**TO DO:**
(A) Answer these from the review of The Collapsing Empire:
(i) Who narrates the audio edition?
(ii) Within how long will the collapse of the Flow be over?
(iii) Which inhabited system might still be able to keep its people eating and breathing after the collapse?
(B) Pick up the review of The Collapsing Empire after its final sentence and keep writing it.

**ARTICLE:**
===
Wednesday, March 29, 2017

The Collapsing Empire (The Interdependency #1), by John Scalzi (author), Wil Wheaton (narrator)

Audible Audio, March 2017

Physics rules us all, and physics means faster than light travel is impossible--until the discovery of the Flow. It is, more or less, an interdimensional field that can be accessed at certain points and make something that at least functions as faster than light travel possible. The Flow makes possible an interstellar empire, the Interdependency, whose ethos requires that each inhabited system be dependent on the others for some essentials.

It's a hedge against interstellar war.

It's a guarantee of power and control for the rules or the empire.

And now the Flow is proving to be less stable than long assumed. In fact, it's collapsing, and the empire can't survive.

We follow the increasingly alarming event from the viewpoints of three different people: Emperox Grayland II, the brand-new Emperox, who will also be the last Emperox; Marce Claremont, a Flow physicist who has been working on project secretly funded by the newly deceased Emperox, Grayland's father; and Lady Kiva Lagos, a profane, profit-driven businesswoman who discovers she has ethical feelings about intentionally leaving trillions of people to die when their access to essential supplies ends with the collapse of the Flow.

Every inhabited system will be cut off fron every other inhabited system.

It has already begun, and will be over in no more than a decade. That's how much time they have to find a way for humanity to survive the collapse.

This is told in Scalzi's typically fast-paced, funny, easy-reading style. It's a lot of fun.

And it's about the impending extinction of humanity, when no inhabited system, except possibly the exile system of End, will have the means to keep its inhabitants eating and breathing after the Flow collapses.
===
**ROWS:**
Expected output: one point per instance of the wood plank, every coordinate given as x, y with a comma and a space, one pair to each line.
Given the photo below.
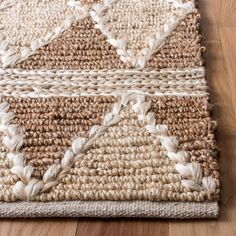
122, 227
29, 227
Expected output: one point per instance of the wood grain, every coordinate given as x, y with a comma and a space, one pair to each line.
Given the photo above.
219, 31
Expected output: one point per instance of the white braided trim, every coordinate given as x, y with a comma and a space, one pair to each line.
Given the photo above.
8, 57
155, 42
28, 187
52, 83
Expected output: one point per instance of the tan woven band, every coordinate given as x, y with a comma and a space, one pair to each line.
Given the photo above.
107, 209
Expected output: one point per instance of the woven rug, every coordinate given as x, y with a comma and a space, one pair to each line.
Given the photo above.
104, 110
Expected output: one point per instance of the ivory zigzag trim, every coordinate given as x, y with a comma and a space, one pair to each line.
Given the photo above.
155, 41
28, 187
48, 83
9, 55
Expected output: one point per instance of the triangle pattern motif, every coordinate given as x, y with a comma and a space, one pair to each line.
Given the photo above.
28, 25
129, 141
137, 29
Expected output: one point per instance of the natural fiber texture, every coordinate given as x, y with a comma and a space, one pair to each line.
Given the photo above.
108, 209
104, 110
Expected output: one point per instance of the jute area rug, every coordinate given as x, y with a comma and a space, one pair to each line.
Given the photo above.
104, 110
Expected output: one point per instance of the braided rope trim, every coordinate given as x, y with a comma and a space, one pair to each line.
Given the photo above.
156, 41
27, 188
9, 57
51, 83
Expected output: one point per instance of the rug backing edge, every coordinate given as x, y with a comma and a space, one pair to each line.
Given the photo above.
110, 209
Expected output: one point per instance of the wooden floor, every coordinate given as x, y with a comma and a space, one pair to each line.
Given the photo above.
219, 31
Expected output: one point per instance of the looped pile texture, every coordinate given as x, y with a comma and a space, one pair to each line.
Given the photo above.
104, 109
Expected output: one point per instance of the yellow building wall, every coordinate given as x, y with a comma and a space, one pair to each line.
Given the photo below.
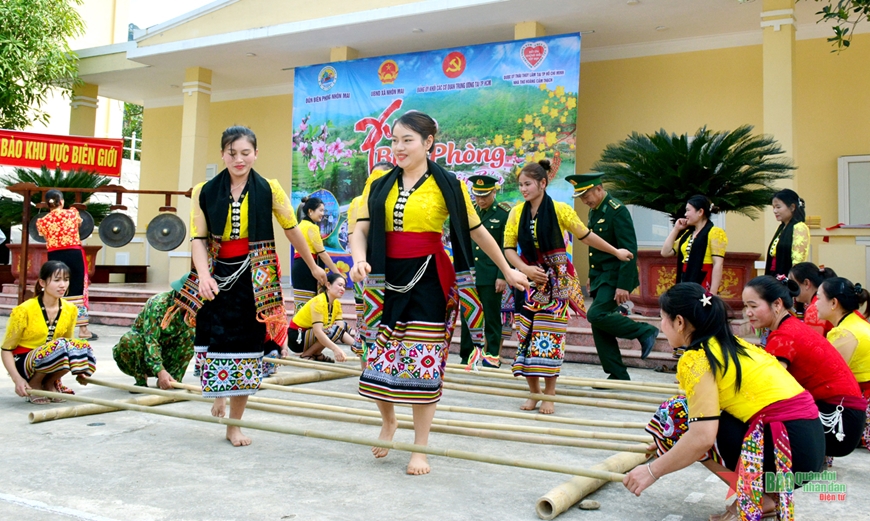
===
**EXERCISE ANSWERS:**
(A)
(i) Wil Wheaton
(ii) No more than a decade
(iii) End, the exile system

(B)
I love Scalzi's characters. They feel real and likable, with flaws and virtues and insights and blind spots. His storytelling is clean, and simple, and always more complex than it looks at first.

The Interdependency is a brilliant means of preventing interstellar war, by ensuring everyone knows they depend on everyone else. The Interdependency is a scam, created to enrich the ruling class and keep them permanently in power. Both things are true. The first is not made less true by the fact that the second thing was the founding purpose of the creation of the Interdepency and the Church of Interdependence. The collapse of the Flow will end the scam, but also quite possibly wipe out humanity.

And for all the light, fun feeling of the storytelling, it gradually becomes clear that Scalzi isn't going to give anyone any easy outs.

While several plot threads are brought to satisfying conclusions, there is a substantial cliffhanger here, and there will be at least one more book. I say buy it now, and don't wait to read it, but be aware that not everything is resolved in this book.

Recommended.

I bought this book.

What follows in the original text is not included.